═════ TRECHO FORNECIDO ═════

A Justiça do Rio determinou a internação de um adolescente envolvido no estupro coletivo ocorrido em um apartamento de Copacabana, em março. A medida, proferida pela juíza Vanessa Cavalieri da Vara da Infância e Juventude, fixa um período inicial de seis meses sem autorização para atividades externas e tem como fundamento a gravidade do ato e o caráter planejado do crime, segundo a avaliação judicial.

A sentença destacou que o jovem teria participado de uma emboscada contra a vítima, de 17 anos, com quem mantinha relacionamento afetivo. Além do adolescente, mais quatro homens adultos são alvo de investigação criminal. Exames de corpo de delito confirmaram agressões físicas compatíveis com o relato, o que reforçou a credibilidade da versão apresentada pela vítima.

Para fundamentar a decisão, a magistrada aplicou o Protocolo para Julgamento sob Perspectiva de Gênero do Conselho Nacional de Justiça. O documento orienta magistrados a considerar desigualdades históricas e relações de poder em casos de violência contra mulheres; na sentença, a juíza entendeu que a valorização do depoimento da vítima busca corrigir assimetrias e não cria desequilíbrio processual.

═════

EXPERIMENTE » Segundo a notícia sobre a decisão judicial, qual é o período inicial de internação fixado para o adolescente?

═════ INFORMAÇÕES ═════

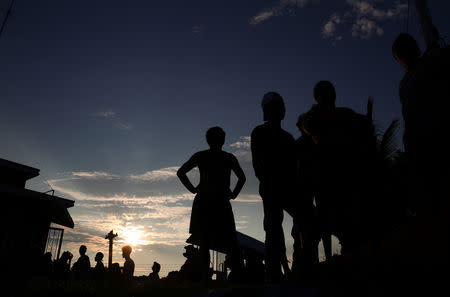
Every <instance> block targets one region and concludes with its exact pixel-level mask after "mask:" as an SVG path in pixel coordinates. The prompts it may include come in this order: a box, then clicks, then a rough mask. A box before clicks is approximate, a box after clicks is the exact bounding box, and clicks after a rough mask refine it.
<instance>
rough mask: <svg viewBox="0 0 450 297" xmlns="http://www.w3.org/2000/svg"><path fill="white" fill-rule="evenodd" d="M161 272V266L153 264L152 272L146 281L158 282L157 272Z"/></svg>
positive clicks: (158, 276)
mask: <svg viewBox="0 0 450 297" xmlns="http://www.w3.org/2000/svg"><path fill="white" fill-rule="evenodd" d="M160 270H161V264H159V263H158V262H153V266H152V272H151V273H150V274H149V275H148V279H149V280H151V281H157V280H159V271H160Z"/></svg>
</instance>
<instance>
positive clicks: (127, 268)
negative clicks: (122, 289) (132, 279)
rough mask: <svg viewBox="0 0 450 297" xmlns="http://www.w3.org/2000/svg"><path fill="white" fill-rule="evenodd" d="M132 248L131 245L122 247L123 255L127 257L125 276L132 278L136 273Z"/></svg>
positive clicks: (124, 262) (122, 255)
mask: <svg viewBox="0 0 450 297" xmlns="http://www.w3.org/2000/svg"><path fill="white" fill-rule="evenodd" d="M131 251H132V248H131V246H129V245H126V246H124V247H122V257H123V258H124V259H125V262H124V263H123V278H124V279H125V280H132V279H133V274H134V261H133V260H132V259H131Z"/></svg>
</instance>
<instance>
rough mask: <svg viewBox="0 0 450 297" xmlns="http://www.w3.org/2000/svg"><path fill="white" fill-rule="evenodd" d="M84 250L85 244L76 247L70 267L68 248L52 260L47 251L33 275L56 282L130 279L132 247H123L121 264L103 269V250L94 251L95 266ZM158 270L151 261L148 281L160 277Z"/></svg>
mask: <svg viewBox="0 0 450 297" xmlns="http://www.w3.org/2000/svg"><path fill="white" fill-rule="evenodd" d="M86 251H87V247H86V246H85V245H81V246H80V248H79V253H80V256H79V258H78V259H77V260H76V261H75V262H74V263H73V265H72V266H71V262H72V258H73V255H72V253H70V252H69V251H64V252H63V253H62V255H61V257H59V258H58V259H56V260H54V261H52V255H51V253H50V252H47V253H45V254H44V255H43V256H42V257H41V260H40V261H39V263H36V264H37V265H36V267H37V269H36V270H37V271H36V272H35V276H41V277H45V278H47V279H49V280H56V281H71V280H74V281H95V282H97V283H99V284H106V283H111V282H113V283H114V282H115V283H120V282H124V281H125V282H126V281H130V280H132V279H133V276H134V270H135V264H134V261H133V260H132V259H131V252H132V248H131V246H129V245H126V246H123V247H122V257H123V258H124V259H125V261H124V263H123V266H122V267H120V264H119V263H111V265H110V267H108V268H106V267H105V265H104V264H103V257H104V255H103V253H102V252H98V253H96V255H95V259H94V260H95V266H93V267H92V266H91V262H90V259H89V257H88V256H87V255H86ZM160 270H161V265H160V264H159V263H157V262H154V263H153V266H152V272H151V273H150V274H149V276H148V279H149V280H151V281H155V280H159V272H160Z"/></svg>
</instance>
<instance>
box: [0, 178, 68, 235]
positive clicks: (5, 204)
mask: <svg viewBox="0 0 450 297" xmlns="http://www.w3.org/2000/svg"><path fill="white" fill-rule="evenodd" d="M0 195H1V196H2V197H5V198H7V200H3V201H2V203H3V204H4V205H13V204H15V205H20V206H23V207H33V211H36V212H41V213H42V214H44V213H45V214H46V215H47V216H48V217H49V219H50V221H51V222H52V223H55V224H58V225H62V226H65V227H69V228H73V227H74V223H73V220H72V217H71V216H70V214H69V212H68V211H67V209H68V208H70V207H73V206H74V203H75V202H74V201H73V200H69V199H64V198H61V197H57V196H52V195H48V194H45V193H41V192H36V191H33V190H28V189H22V188H17V187H14V186H10V185H4V184H0Z"/></svg>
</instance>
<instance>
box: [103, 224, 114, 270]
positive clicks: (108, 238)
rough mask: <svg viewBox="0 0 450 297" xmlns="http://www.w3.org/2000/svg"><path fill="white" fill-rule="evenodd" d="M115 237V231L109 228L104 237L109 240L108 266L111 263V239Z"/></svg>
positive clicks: (112, 239) (112, 242)
mask: <svg viewBox="0 0 450 297" xmlns="http://www.w3.org/2000/svg"><path fill="white" fill-rule="evenodd" d="M116 237H117V233H116V234H114V233H113V230H111V231H110V232H109V233H108V234H106V236H105V239H108V240H109V255H108V268H110V267H111V264H112V249H113V240H114V238H116Z"/></svg>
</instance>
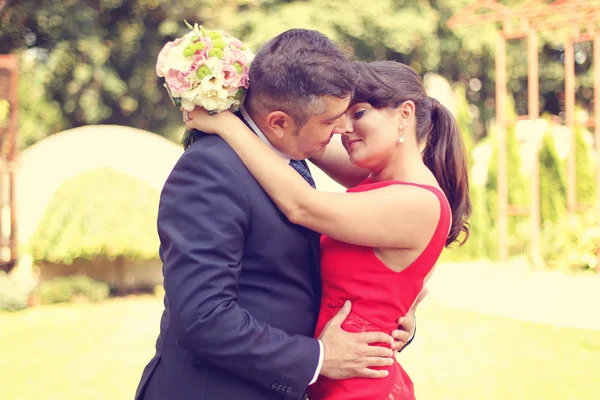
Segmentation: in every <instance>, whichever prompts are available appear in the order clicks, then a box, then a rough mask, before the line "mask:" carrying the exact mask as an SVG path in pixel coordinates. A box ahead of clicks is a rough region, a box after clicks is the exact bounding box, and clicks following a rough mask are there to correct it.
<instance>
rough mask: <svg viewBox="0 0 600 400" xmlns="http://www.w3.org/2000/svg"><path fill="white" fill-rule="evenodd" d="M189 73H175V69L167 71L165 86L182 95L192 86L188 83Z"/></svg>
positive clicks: (180, 72) (171, 90)
mask: <svg viewBox="0 0 600 400" xmlns="http://www.w3.org/2000/svg"><path fill="white" fill-rule="evenodd" d="M189 74H190V73H189V72H182V71H177V70H175V69H171V70H169V72H168V74H167V85H169V88H170V89H171V91H173V92H177V93H183V92H185V91H186V90H188V89H189V88H191V87H192V84H191V83H190V82H189V81H188V79H187V78H188V75H189Z"/></svg>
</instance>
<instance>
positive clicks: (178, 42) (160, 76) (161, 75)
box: [156, 39, 183, 78]
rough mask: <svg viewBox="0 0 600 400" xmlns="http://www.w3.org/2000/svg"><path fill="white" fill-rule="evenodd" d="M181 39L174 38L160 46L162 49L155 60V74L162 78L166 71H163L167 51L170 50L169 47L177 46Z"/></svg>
mask: <svg viewBox="0 0 600 400" xmlns="http://www.w3.org/2000/svg"><path fill="white" fill-rule="evenodd" d="M182 41H183V40H182V39H175V40H174V41H172V42H168V43H167V44H165V46H164V47H163V48H162V50H161V51H160V53H159V54H158V60H157V62H156V75H158V76H159V77H161V78H164V77H165V75H166V73H167V71H165V67H166V66H165V64H166V62H167V60H168V58H169V52H170V51H171V49H172V48H173V47H175V46H177V45H178V44H179V43H181V42H182Z"/></svg>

═════

RESPOSTA ESPERADA » Seis meses, sem autorização para atividades externas.